SELECTED TEXT:
===
According to the World Health Organization (2015), phone addiction is a public health concern. Activities such as using mobile Internet are associated with smartphone addiction because these behaviors contribute to increased checking behaviors, which can develop into phone addiction (Jeong et al. 2016). Differences in smartphone addiction are age-dependent, prompting researchers to examine whether younger adults are more prone to phone addiction.
More Recent Smartphone Addiction Studies
Kuss and colleagues. (2018) investigated the presence of depression symptoms, anxiety, stress, and mobile phone use among a sample of 273 Generation X (born until the early 1980s) and Generation Y (born in the mid-1980s and later) adults. Specific mobile phone use behaviors examined include phone calls, texting, the amount of time spent using the phone, and engagement in certain smartphone activities. Results indicated that prohibited smartphone use and phone addiction (i.e., dependence) were factors that were predicted by:
- Calls per day
- Time spent on the phone
- Time spent using social media.
===
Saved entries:
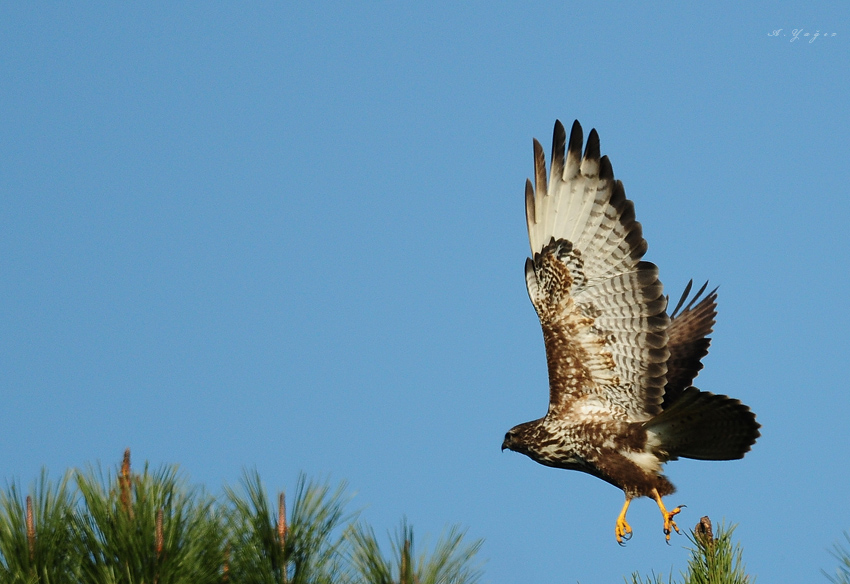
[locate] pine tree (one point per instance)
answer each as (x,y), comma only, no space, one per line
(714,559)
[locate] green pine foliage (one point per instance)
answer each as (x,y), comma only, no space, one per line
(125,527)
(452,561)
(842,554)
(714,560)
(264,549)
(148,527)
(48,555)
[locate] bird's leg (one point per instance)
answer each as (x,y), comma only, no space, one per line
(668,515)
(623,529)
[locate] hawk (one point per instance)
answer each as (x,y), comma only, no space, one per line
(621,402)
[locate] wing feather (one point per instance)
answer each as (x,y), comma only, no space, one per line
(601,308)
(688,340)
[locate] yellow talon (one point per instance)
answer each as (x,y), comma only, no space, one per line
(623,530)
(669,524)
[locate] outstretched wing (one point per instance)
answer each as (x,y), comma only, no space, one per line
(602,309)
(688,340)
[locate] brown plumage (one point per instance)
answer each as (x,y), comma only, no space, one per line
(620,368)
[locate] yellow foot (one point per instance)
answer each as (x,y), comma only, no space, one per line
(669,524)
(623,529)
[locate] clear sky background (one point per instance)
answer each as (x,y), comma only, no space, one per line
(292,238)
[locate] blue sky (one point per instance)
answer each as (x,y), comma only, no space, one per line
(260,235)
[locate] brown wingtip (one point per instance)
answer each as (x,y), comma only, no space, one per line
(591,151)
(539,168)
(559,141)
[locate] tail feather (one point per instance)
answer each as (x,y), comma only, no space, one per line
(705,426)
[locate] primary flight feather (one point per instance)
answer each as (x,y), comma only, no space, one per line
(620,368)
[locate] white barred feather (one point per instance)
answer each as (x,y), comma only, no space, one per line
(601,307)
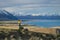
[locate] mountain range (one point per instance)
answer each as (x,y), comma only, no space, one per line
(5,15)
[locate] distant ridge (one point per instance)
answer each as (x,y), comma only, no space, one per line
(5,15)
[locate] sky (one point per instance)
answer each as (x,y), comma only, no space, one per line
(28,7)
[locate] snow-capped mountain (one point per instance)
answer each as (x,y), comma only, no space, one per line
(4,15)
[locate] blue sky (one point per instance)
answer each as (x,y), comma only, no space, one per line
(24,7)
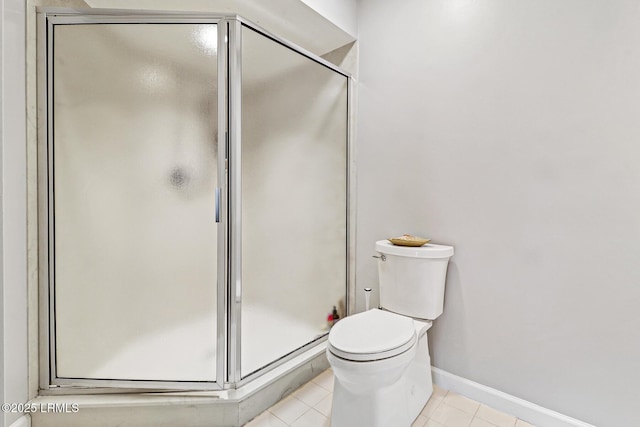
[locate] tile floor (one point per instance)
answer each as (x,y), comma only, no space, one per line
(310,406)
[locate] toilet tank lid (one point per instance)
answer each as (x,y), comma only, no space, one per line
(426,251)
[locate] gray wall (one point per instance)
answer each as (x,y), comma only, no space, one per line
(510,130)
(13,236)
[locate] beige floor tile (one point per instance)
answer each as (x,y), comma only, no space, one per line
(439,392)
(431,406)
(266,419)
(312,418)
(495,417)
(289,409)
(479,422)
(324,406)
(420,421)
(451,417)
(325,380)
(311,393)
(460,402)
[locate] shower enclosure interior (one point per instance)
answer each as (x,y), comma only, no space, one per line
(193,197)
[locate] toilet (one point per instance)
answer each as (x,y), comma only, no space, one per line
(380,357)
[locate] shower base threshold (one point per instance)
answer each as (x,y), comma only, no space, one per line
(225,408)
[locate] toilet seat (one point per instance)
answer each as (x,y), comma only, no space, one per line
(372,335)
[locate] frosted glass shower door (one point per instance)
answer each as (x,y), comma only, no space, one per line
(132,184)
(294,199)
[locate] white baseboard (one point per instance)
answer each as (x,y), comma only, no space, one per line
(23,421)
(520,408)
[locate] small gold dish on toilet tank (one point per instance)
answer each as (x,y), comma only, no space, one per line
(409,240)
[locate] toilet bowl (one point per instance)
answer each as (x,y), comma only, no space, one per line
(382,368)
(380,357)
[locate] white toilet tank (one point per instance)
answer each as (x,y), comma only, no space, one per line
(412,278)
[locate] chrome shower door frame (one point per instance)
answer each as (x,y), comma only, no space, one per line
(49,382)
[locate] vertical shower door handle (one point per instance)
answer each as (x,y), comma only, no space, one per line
===
EXERCISE SET:
• A. Using the smartphone addiction passage, decide whether each statement agrees with it: (i) The World Health Organization described phone addiction as a public health concern. (ii) Generation Y was born until the early 1980s. (iii) Kuss and colleagues studied a sample of 273 adults. Answer yes or no for each and quote the deciding words.
• B. Return the part of the smartphone addiction passage that begins at the words "According to the" and stops after "to phone addiction.", copied character for character.
• C. In the smartphone addiction passage, what do behaviors such as using mobile Internet contribute to?

RESPONSES TO THE EXERCISE:
• A.
(i) Yes: "According to the World Health Organization (2015), phone addiction is a public health concern."
(ii) No: "Generation X (born until the early 1980s) and Generation Y (born in the mid-1980s and later)"
(iii) Yes: "a sample of 273 Generation X (born until the early 1980s) and Generation Y (born in the mid-1980s and later) adults"

• B.
According to the World Health Organization (2015), phone addiction is a public health concern. Activities such as using mobile Internet are associated with smartphone addiction because these behaviors contribute to increased checking behaviors, which can develop into phone addiction (Jeong et al. 2016). Differences in smartphone addiction are age-dependent, prompting researchers to examine whether younger adults are more prone to phone addiction.

• C. They contribute to increased checking behaviors, which can develop into phone addiction.